### Input
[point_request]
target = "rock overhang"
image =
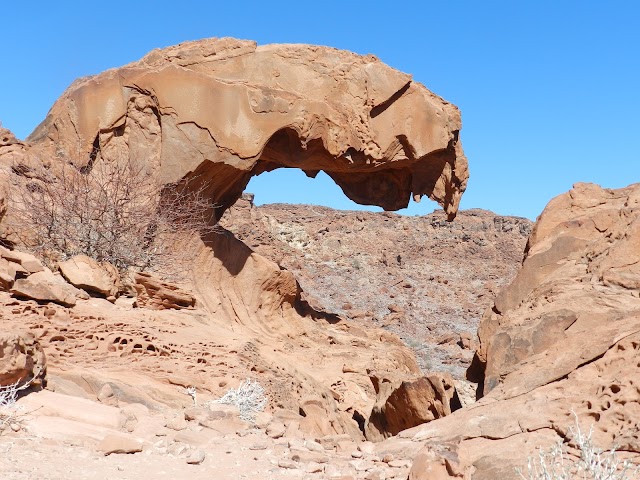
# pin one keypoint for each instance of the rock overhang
(223, 110)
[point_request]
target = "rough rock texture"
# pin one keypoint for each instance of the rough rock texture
(86, 273)
(156, 294)
(397, 272)
(223, 110)
(563, 336)
(399, 407)
(22, 359)
(47, 287)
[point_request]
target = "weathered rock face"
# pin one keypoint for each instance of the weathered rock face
(86, 273)
(402, 406)
(21, 359)
(564, 336)
(215, 113)
(223, 110)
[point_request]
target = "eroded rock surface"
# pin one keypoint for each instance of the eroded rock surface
(397, 272)
(563, 336)
(223, 110)
(22, 358)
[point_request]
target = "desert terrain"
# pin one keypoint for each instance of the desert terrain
(297, 341)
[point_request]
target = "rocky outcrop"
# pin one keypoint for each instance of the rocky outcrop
(45, 286)
(86, 273)
(223, 110)
(410, 403)
(22, 359)
(209, 115)
(563, 337)
(394, 271)
(156, 294)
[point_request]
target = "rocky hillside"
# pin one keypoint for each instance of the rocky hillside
(424, 278)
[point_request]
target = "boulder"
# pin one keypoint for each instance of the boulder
(7, 274)
(27, 262)
(405, 404)
(119, 444)
(155, 294)
(22, 359)
(559, 346)
(382, 137)
(86, 273)
(44, 286)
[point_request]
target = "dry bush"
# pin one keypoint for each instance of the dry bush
(113, 212)
(593, 464)
(249, 397)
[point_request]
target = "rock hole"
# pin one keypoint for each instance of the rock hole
(360, 420)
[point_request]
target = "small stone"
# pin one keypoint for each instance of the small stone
(314, 467)
(177, 449)
(177, 423)
(276, 430)
(313, 446)
(288, 464)
(367, 447)
(399, 463)
(196, 457)
(119, 444)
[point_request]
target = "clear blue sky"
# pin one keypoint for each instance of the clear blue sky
(549, 90)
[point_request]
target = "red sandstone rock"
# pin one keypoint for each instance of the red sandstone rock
(563, 337)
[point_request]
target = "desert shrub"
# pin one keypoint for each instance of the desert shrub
(9, 411)
(593, 464)
(111, 211)
(249, 397)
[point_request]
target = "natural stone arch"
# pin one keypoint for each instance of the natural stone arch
(223, 110)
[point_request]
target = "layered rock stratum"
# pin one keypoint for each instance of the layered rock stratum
(133, 369)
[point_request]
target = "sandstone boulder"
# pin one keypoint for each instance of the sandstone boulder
(223, 110)
(210, 115)
(86, 273)
(156, 294)
(119, 444)
(410, 403)
(44, 286)
(562, 338)
(22, 359)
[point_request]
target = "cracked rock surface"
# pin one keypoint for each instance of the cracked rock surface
(563, 336)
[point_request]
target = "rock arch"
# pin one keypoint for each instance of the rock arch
(225, 110)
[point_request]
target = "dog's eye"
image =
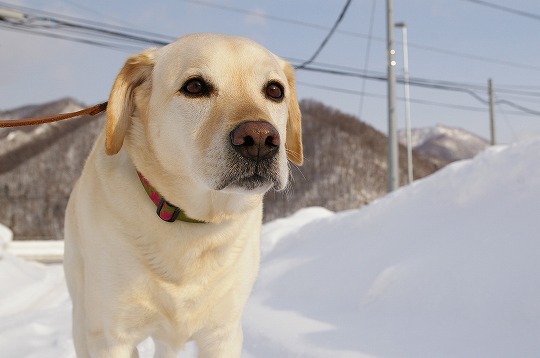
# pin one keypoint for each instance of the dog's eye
(274, 90)
(195, 87)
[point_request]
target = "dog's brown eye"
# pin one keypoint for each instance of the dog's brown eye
(195, 87)
(274, 90)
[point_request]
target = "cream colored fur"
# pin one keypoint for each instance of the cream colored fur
(132, 275)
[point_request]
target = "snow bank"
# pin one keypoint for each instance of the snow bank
(446, 267)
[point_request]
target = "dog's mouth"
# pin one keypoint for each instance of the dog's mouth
(251, 176)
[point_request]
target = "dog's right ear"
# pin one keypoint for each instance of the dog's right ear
(136, 71)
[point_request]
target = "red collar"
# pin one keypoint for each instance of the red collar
(165, 210)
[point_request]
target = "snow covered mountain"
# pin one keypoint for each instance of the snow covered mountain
(38, 166)
(446, 267)
(445, 144)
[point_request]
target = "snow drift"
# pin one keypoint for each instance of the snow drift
(446, 267)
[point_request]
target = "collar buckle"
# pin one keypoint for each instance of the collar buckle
(167, 215)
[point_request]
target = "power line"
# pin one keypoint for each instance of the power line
(210, 4)
(323, 44)
(368, 52)
(506, 9)
(115, 37)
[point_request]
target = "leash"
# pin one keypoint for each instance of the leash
(90, 111)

### Written problem
Nothing in the entries should change as you copy them, except that the pictures are left out.

### Worked answer
[point_request]
target = "rock overhang"
image =
# pin one keypoint for each instance of the rock overhang
(223, 110)
[point_request]
target = "rough rock texture"
# pin one keypoint for each instance of the rough rock texture
(86, 273)
(156, 294)
(397, 272)
(223, 110)
(563, 336)
(399, 407)
(22, 359)
(47, 287)
[point_request]
target = "weathered rock face"
# pin one keypoint for each instance of the weathered rock face
(86, 273)
(402, 406)
(21, 359)
(564, 336)
(215, 113)
(223, 110)
[point_request]
target = "eroded rock surface"
# pin one keypoint for each instance of the eroded rock surface
(397, 272)
(563, 336)
(223, 110)
(22, 358)
[point_request]
target = "desert terrain"
# pin one keypoint for each instance of the desert terrain
(297, 341)
[point_request]
target = "rocky outcrop"
# pin one keypoint for each instance of the rocky outcrop
(45, 286)
(86, 273)
(223, 110)
(410, 403)
(22, 359)
(209, 115)
(563, 337)
(394, 271)
(156, 294)
[point_request]
target = "rocky hillside"
# pin one keypoint for each instance of the rocky hillside
(424, 278)
[point_request]
target = "boulder"
# pin one keypoint for each instance of the boulder
(7, 274)
(27, 262)
(405, 404)
(119, 444)
(155, 294)
(22, 359)
(559, 346)
(382, 137)
(86, 273)
(44, 286)
[point_request]
target = "dry bush"
# pin one keypoint for each instance of the dry bush
(113, 212)
(593, 464)
(249, 397)
[point_request]
target = "rock hole"
# pin one keypoint for each instance of the rock hole
(360, 420)
[point_request]
target = "small stone"
# pin one keypoint for each instance of the small stone
(314, 467)
(177, 449)
(177, 423)
(276, 430)
(313, 446)
(288, 464)
(367, 447)
(399, 463)
(196, 457)
(119, 444)
[point_request]
target = "clear blue sky"
# pin one keypoint for each instance of the clear blue sky
(549, 90)
[point_request]
target = "red sandstone rock"
# pin one keypoint for each instance of the red sandstone rock
(563, 337)
[point_request]
target = "desert shrub"
# pin one keypoint for each instance of the desert shrub
(9, 411)
(593, 464)
(111, 211)
(249, 397)
[point_request]
target = "natural stone arch"
# pin one keypoint for each instance of the natural stone arch
(223, 110)
[point_request]
target = "layered rock stratum"
# pin one keypoint for each instance of the layered rock stratum
(133, 369)
[point_request]
target = "sandstone boulder"
# pin one keypoint for each instance of the sandstone boulder
(223, 110)
(210, 115)
(86, 273)
(156, 294)
(119, 444)
(410, 403)
(44, 286)
(562, 338)
(22, 359)
[point_request]
target = "cracked rock surface"
# pin one keypoint for each instance of the cracked rock surface
(563, 336)
[point_request]
target = "rock arch"
# pin one keypoint for each instance of the rock arch
(225, 110)
[point_request]
target = "dog's eye"
image =
# pin one keypoint for each instance of the dog's eye
(274, 90)
(195, 87)
[point_request]
target = "dog's brown eye"
# pin one keypoint for each instance of the dog's brown eye
(195, 87)
(274, 90)
[point_request]
target = "cream colored fur"
# pin one keypoint for each instance of the cream colored fur
(132, 275)
[point_request]
target = "snow bank"
# pin one keypoint for each instance of the snow bank
(446, 267)
[point_request]
target = "dog's mouth"
# pin one keypoint for each instance of the dog's mouth
(251, 176)
[point_request]
target = "dog's right ear"
# pin one keypoint for each instance of the dog's right ear
(136, 71)
[point_request]
target = "red collar"
# pin one keypoint for each instance of the red collar
(165, 210)
[point_request]
target = "snow covered mountain"
# pin one keypoint for each instance of the snow covered mountain
(38, 166)
(446, 267)
(445, 144)
[point_request]
target = "snow drift"
# pin one keypoint for each instance of the snow drift
(446, 267)
[point_request]
target = "collar buckle"
# pin one keypoint for each instance of the collar buckle
(167, 215)
[point_request]
target = "power line"
# pin one keypoint for each instance of the power line
(210, 4)
(323, 44)
(368, 52)
(506, 9)
(115, 37)
[point_request]
target = "leash"
# pin one keypoint for each instance of the leash
(90, 111)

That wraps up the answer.